__Excerpted text__

::::::::

Chart 2: Capesize congestion rebounded and remained high in mainland China following typhoon Chanthu
While the higher regional freight spread environment has continued, Capesize congestion in China sea has rebounded again in recent weeks following typhoon Chanthu, and this reduced the number of open tonnage out of mainland China. The combination of competition and limited prompt tonnage, triggered Australian miners to pay up almost twice more than their early September rates in the Pacific in order to secure tonnage for their October shipments. They had to match the Atlantic rates to attract tonnage before committing ballast.
Chart 3.: The freight component percentage(%) against CFR iron ore prices remained low, less than 20%
From iron ore trading perspective, although iron ore prices (CFR Qingdao) dropped significantly hitting a 10-month low, iron ore shipments have remained strong so far, as steel mills interest in maximizing their profit with low steel resource cost input maintained appetite on imported iron ore in mainland China before the expected cut in steel production over the winter period.
More importantly, the freight component percentage (%) against CFR iron ore prices remained low enough for miners to pay premium freight to secure tonnage (see chart 3) as miners have tried to sell available cargo before iron ore prices drop further. While C5 has increased $10/ton over the last three weeks, CFR iron ore prices dropped more than $20 over the same period. Technically, $10 change in iron ore CFR prices could mean approximately $50,000 in time charter rates.
Moreover, there has been a lot of speculation on the negative impact with the news of steel production cuts in mainland China and the Evergrande default rumors. With unexpected spike in freight rates, many short position players either in FFA or physical have no options but to cover their short position in FFA market or secure tonnage to cover their cargo requirement, triggering more upside demand in the short-term.

::::::::

__Material supplied__
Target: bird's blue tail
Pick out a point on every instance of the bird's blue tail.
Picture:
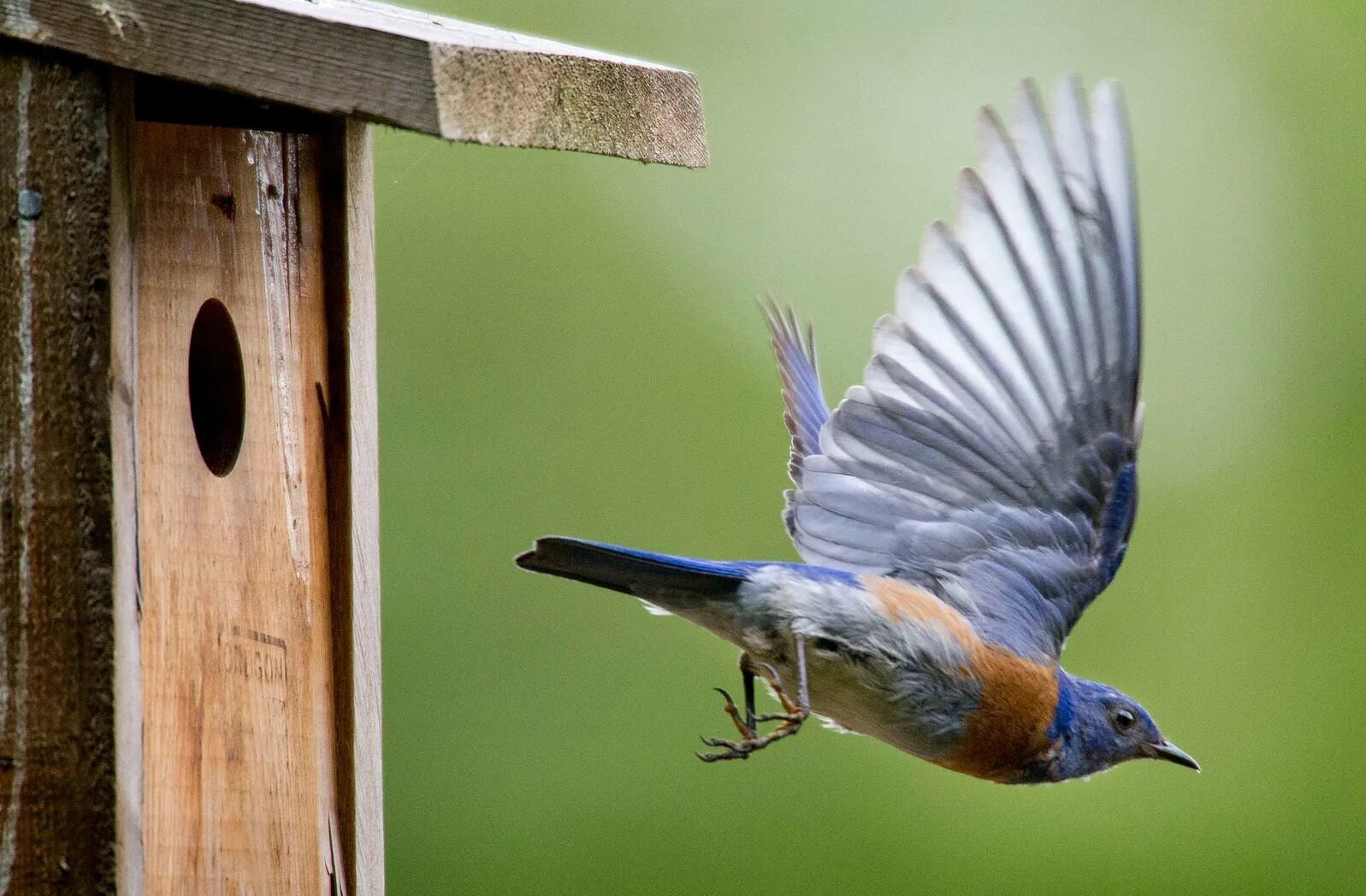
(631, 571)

::::::::

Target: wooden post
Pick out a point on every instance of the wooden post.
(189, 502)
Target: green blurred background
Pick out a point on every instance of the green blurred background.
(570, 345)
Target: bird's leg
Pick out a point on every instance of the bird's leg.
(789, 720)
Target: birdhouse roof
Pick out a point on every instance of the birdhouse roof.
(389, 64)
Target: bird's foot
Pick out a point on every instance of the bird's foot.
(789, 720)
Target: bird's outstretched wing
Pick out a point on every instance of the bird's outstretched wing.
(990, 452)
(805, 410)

::::::::

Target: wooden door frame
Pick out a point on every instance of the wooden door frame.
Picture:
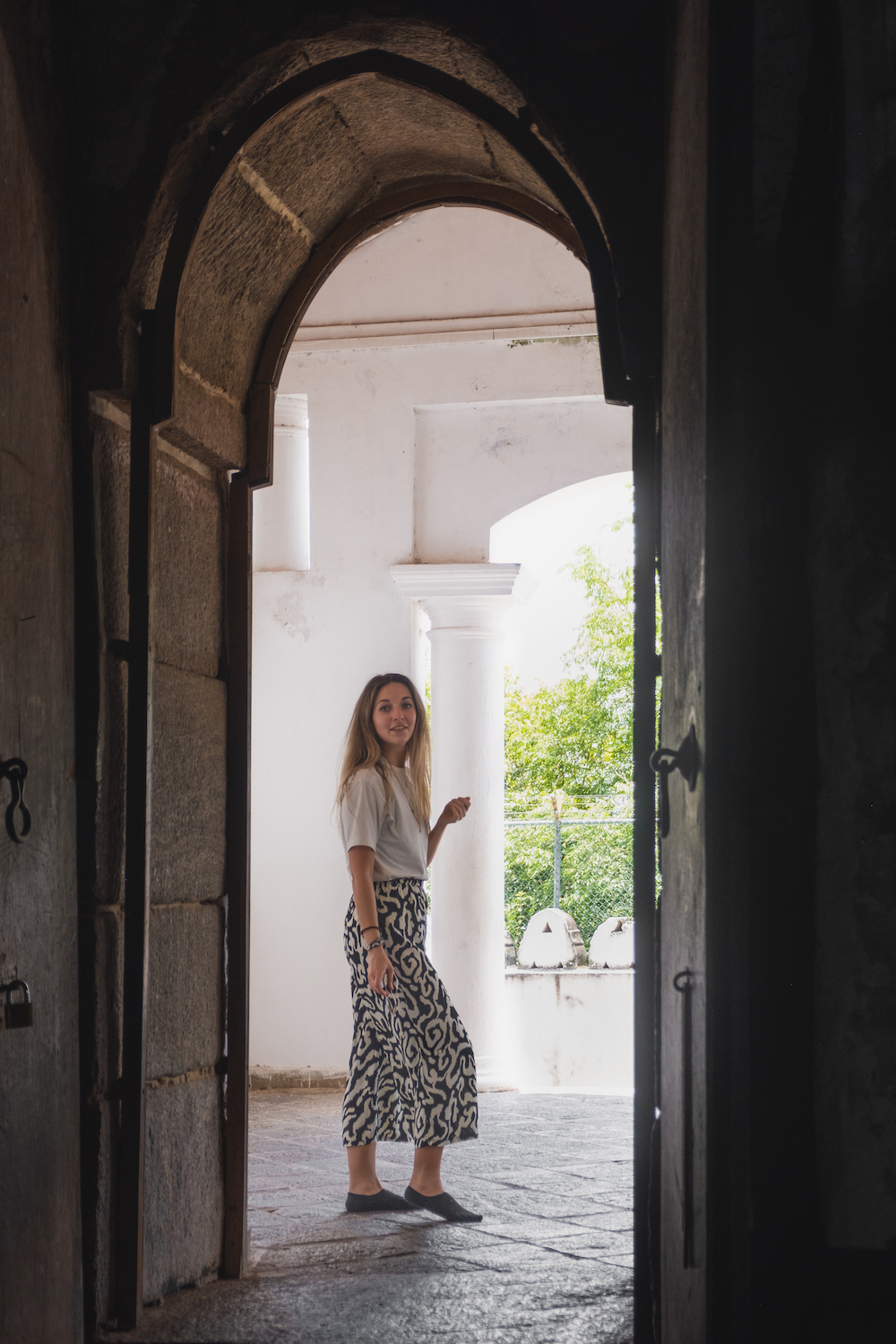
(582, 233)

::::::::

__Tasks__
A) Answer these from the Capesize freight text, one line per answer, marked (i), (ii), (iii):
(i) Whose rates did Australian miners have to match to attract tonnage before committing ballast?
(ii) By how much did C5 increase over the last three weeks?
(iii) The freight component percentage against CFR iron ore prices stayed below what level?
B) Reproduce part of the Capesize freight text word for word, beginning at the words "More importantly, the" and stopping after "in the short-term.".
C) Write the next part of the Capesize freight text, picking up after its final sentence.

__Written responses__
A)
(i) The Atlantic rates.
(ii) $10/ton.
(iii) 20%.

B)
More importantly, the freight component percentage (%) against CFR iron ore prices remained low enough for miners to pay premium freight to secure tonnage (see chart 3) as miners have tried to sell available cargo before iron ore prices drop further. While C5 has increased $10/ton over the last three weeks, CFR iron ore prices dropped more than $20 over the same period. Technically, $10 change in iron ore CFR prices could mean approximately $50,000 in time charter rates.
Moreover, there has been a lot of speculation on the negative impact with the news of steel production cuts in mainland China and the Evergrande default rumors. With unexpected spike in freight rates, many short position players either in FFA or physical have no options but to cover their short position in FFA market or secure tonnage to cover their cargo requirement, triggering more upside demand in the short-term.

C)
Outlook
Chart 4.: Stronger seasonal iron ore shipments with limited available tonnage in the Pacific have driven freight rates to spike
Source: IHS Markit Freight Signal Monitor - Freight Rate Forecast & Commodities at Sea
From demand perspective, Iron ore shipments this year have been in line with seasonality (see chart 4). The third quarter and early fourth quarter are normally the seasonal peak in Brazil, Canada, and South Africa; thus, volume of iron ore exports will remain strong in coming weeks. Also, coal shipments are expected to remain strong both in Europe and Asia, with extremely high natural gas prices and low level of stockpile around the world. From a supply point of view, prompt tonnage supply from mainland China remained limited with ongoing congestion. Also, stronger Australia chartering demand has reduced ballasters towards Brazil and this would trigger another spike in the Atlantic region. Therefore, strong iron ore and coal shipments along with limited available tonnage both in Pacific and Atlantic will continue to support current high freight rates in the short-term.
However, we remain cautious toward the end of the fourth quarter of 2021 and do not foresee the recent momentum in Capesize freight markets to last longer.
IHS Markit freight forecast models predict October would be the peak of 2021 based on several downside factors (a) with the Beijing winter Olympic games in early February, we believe mainland China will try to concentrate the steel production cut leading up to this period; (b) with Capesize freight rates becoming more than twice that of Panamax vessels, we should begin to see more of the increased coal cargoes being performed on Panamax tonnage especially with slower demand from grain side; (c) and most importantly, the expected decline in Capesize congestion with a recovery in moored operations would reduce premium caused by prompt tonnage tightness.
From a technical perspective, if the freight trend followed historical movements, after initial short-covering driven spike, C5TC would face resistance of previous peak in 2009 ($90,000-100,000/day) or C5 ($25-26/ton), and then it could drop again with profit taking movement from FFA players as well as shipowners and operators as the current very high spread between C5TC and P5TC is not sustainable. (see chart 1)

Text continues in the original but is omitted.